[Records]

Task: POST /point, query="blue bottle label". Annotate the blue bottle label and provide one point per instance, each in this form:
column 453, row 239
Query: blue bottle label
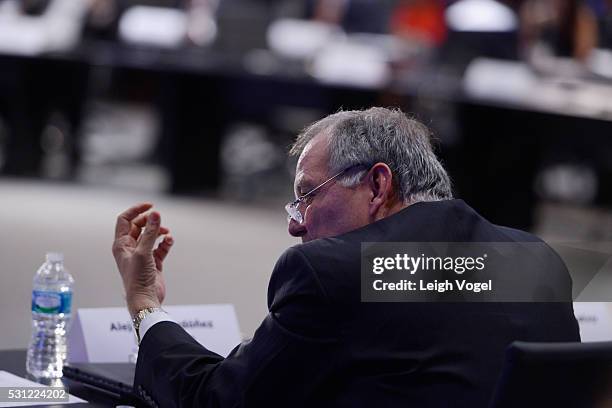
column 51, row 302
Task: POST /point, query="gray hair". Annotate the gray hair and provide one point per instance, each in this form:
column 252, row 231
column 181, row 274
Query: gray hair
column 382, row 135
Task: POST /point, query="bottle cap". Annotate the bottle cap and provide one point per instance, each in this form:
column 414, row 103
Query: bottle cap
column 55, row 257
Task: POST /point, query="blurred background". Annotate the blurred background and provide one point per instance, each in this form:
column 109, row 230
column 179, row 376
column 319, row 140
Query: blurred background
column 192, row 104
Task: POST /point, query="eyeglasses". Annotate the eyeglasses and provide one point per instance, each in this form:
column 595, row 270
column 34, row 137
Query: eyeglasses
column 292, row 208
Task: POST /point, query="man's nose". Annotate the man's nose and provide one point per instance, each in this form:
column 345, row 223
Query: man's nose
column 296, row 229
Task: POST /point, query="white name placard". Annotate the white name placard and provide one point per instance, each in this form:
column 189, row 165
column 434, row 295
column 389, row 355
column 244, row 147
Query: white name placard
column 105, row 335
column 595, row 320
==
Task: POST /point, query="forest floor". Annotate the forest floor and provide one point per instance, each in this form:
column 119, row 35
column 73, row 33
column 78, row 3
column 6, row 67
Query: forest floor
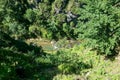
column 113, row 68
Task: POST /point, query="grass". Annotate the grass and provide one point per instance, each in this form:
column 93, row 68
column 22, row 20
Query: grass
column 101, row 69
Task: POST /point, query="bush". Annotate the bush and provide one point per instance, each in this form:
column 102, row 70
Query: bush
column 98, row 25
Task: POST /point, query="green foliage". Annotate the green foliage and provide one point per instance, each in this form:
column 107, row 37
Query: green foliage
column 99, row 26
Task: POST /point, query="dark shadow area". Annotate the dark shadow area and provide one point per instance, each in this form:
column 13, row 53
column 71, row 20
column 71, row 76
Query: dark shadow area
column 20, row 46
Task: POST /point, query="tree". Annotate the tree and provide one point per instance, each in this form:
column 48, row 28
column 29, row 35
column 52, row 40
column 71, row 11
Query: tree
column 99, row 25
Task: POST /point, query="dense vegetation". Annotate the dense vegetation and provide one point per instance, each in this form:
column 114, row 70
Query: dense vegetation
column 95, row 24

Stated exercise ->
Give back, word for word, the lines from the one containing "Annotate the green" through the one containing "column 99, row 26", both included.

Result ->
Task: POST /point, query="green foliage". Annotate the green foliage and provide one point per instance, each in this form:
column 107, row 37
Query: green foliage
column 99, row 26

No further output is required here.